EXERCISE AIM:
Read through the entries below and copy each line where "ajeno" turns up.

MATERIAL FOR THIS TASK:
○ ○ ○ ○
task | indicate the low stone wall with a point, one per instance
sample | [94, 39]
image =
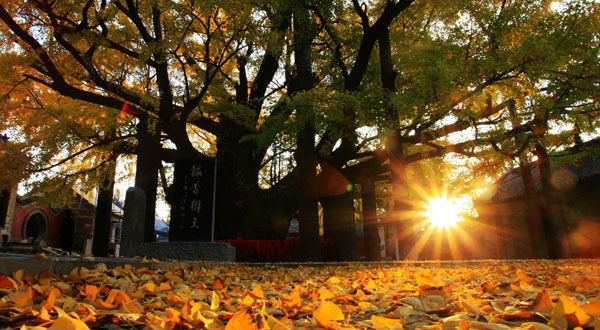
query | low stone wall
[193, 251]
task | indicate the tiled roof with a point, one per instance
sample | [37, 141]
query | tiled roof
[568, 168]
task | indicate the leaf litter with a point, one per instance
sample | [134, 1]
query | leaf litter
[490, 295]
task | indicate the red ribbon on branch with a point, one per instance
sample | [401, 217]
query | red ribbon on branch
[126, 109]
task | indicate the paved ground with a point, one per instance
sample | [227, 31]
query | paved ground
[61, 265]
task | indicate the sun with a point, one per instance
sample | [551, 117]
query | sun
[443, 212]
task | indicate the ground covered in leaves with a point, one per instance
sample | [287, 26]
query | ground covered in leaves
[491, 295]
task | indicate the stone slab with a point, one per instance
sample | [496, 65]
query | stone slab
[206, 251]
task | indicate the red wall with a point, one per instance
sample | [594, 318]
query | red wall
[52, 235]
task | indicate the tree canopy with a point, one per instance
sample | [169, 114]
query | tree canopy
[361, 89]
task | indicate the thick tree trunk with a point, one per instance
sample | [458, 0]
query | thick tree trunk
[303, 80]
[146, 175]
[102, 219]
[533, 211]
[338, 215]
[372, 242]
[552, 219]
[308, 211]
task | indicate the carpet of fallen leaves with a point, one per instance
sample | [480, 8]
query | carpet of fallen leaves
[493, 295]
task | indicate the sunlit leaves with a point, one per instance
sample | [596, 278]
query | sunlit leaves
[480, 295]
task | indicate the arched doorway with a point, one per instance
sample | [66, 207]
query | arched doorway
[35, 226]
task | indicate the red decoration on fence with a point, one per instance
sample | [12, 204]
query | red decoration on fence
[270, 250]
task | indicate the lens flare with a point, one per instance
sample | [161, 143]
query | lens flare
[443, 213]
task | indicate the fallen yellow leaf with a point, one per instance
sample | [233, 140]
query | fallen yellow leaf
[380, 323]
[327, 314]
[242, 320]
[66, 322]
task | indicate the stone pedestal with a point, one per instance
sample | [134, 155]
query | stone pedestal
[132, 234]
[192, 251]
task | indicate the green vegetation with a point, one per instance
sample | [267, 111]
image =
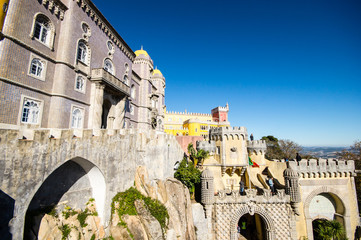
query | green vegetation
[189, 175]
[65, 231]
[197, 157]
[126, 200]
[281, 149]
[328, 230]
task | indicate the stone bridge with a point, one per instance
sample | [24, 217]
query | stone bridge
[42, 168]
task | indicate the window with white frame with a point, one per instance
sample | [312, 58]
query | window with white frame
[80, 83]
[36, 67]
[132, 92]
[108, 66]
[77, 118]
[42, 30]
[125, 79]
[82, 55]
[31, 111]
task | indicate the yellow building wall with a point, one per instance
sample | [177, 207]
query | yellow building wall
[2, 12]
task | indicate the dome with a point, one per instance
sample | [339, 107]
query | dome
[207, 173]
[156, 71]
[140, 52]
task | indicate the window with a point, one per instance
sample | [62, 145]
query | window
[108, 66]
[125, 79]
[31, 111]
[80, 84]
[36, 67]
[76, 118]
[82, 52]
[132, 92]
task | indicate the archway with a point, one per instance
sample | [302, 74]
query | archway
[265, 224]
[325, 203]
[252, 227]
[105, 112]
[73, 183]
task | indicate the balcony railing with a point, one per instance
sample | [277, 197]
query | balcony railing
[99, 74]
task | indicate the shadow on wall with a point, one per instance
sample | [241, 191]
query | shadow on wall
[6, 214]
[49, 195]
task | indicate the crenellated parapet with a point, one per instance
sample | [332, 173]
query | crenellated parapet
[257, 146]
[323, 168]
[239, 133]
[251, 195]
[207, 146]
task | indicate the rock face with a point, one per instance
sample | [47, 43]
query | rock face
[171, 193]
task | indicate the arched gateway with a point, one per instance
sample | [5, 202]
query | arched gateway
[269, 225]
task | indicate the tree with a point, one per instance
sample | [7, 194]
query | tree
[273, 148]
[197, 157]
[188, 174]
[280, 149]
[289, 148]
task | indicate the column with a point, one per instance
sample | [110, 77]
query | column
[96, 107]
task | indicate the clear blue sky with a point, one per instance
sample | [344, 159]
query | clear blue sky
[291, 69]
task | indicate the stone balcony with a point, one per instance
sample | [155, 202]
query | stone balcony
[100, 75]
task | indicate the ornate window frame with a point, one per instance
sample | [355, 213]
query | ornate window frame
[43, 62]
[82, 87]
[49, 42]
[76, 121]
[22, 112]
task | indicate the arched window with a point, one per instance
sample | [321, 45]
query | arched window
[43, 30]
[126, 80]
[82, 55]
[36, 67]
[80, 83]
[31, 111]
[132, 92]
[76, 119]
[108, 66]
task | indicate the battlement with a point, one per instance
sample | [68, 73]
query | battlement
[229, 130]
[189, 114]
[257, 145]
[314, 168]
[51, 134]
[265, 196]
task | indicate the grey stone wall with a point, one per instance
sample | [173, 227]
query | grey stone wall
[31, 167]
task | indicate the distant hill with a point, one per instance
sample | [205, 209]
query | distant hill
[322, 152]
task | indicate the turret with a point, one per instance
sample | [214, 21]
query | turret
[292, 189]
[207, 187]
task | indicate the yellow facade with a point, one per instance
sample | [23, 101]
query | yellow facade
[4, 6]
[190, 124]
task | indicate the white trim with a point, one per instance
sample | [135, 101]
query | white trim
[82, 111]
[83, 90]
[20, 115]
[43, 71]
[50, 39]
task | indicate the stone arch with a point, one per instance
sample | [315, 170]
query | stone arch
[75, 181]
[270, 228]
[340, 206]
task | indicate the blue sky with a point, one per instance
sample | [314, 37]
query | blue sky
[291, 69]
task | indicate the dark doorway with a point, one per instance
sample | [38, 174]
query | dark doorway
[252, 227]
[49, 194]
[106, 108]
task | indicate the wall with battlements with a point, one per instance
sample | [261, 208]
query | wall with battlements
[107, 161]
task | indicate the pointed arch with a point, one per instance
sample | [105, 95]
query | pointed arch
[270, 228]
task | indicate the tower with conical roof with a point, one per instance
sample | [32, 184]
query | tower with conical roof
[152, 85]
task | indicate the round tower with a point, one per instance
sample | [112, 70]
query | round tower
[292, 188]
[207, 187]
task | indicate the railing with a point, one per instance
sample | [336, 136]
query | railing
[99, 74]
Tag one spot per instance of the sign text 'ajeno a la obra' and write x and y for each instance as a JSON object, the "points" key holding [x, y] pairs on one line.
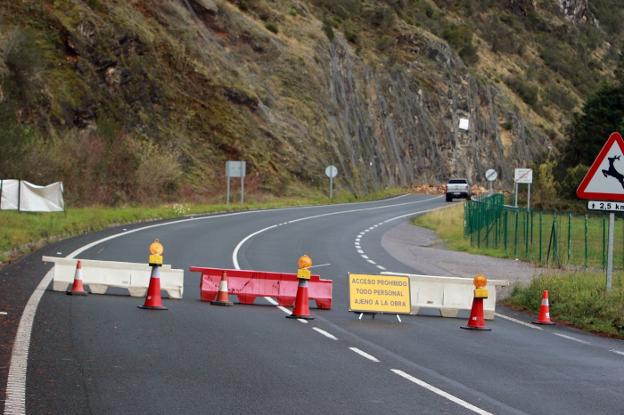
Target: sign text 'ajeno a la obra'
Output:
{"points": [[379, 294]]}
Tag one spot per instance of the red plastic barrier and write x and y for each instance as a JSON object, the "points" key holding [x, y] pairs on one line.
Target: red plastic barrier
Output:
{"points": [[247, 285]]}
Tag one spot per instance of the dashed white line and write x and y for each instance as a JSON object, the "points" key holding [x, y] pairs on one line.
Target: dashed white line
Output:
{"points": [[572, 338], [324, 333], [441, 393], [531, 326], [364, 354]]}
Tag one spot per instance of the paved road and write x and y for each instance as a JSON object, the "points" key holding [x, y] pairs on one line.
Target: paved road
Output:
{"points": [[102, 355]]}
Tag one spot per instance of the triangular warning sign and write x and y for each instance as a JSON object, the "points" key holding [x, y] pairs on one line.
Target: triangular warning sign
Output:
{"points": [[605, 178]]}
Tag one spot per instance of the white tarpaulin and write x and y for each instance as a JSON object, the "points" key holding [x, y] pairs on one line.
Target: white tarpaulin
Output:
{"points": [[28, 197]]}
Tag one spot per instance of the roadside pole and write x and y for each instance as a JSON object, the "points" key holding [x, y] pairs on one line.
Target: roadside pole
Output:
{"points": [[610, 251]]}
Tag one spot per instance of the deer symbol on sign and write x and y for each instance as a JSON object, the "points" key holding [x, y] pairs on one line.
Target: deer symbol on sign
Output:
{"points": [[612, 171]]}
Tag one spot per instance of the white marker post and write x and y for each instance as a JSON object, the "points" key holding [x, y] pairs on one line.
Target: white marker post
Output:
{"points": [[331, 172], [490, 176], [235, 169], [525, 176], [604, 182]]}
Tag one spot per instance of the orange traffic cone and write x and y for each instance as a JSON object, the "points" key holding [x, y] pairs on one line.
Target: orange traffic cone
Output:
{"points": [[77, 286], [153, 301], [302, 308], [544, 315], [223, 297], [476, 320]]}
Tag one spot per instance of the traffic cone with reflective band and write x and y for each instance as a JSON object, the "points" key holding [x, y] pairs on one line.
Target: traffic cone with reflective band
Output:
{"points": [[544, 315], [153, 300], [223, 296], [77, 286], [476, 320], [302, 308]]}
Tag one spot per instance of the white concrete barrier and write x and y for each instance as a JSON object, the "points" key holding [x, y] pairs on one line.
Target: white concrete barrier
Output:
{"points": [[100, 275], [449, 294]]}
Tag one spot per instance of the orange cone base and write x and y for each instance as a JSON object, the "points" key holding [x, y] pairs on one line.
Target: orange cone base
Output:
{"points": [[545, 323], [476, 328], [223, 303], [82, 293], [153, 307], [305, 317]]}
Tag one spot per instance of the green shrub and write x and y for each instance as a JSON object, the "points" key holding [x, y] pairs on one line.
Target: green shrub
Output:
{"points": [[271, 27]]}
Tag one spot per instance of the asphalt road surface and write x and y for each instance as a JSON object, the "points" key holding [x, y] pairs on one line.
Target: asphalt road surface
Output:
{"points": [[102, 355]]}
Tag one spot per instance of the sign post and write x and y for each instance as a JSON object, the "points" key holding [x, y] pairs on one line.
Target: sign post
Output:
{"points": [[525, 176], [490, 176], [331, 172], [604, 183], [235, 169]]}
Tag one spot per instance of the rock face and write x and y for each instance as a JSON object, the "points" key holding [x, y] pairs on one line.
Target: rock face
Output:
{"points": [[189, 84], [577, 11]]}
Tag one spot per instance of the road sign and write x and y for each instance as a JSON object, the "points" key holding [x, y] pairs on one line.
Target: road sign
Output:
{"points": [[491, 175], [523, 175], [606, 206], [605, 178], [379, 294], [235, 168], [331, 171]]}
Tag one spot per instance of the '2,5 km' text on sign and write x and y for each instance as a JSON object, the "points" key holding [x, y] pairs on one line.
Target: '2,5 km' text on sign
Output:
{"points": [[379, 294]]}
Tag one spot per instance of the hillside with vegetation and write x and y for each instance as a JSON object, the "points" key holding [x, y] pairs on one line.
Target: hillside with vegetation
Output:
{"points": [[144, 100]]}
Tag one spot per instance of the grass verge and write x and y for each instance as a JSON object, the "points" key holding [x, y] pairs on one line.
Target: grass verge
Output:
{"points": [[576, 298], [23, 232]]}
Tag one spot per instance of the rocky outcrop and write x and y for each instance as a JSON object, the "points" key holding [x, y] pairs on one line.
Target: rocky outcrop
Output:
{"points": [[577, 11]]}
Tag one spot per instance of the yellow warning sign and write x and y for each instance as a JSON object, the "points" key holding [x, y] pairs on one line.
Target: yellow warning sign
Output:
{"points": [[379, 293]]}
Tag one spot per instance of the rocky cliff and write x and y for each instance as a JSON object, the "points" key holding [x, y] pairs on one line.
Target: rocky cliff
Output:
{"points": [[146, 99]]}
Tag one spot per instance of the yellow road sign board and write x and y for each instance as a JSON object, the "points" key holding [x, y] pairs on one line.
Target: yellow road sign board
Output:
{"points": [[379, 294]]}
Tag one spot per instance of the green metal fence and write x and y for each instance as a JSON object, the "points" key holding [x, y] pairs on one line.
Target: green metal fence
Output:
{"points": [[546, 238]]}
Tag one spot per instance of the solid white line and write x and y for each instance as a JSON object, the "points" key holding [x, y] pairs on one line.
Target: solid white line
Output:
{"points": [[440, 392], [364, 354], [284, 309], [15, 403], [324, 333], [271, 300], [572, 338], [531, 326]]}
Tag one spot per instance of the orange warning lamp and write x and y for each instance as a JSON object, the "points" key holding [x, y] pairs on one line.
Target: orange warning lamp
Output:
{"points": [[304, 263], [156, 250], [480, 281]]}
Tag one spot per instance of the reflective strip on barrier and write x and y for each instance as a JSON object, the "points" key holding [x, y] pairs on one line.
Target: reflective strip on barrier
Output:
○ ○ ○ ○
PROBLEM SOLUTION:
Tag one spot per instance of the sign text 'ajeno a la obra' and write x and y for each instance as a JSON object, the "points" key holding [x, y] pairs on one line.
Target: sign text 'ajeno a la obra'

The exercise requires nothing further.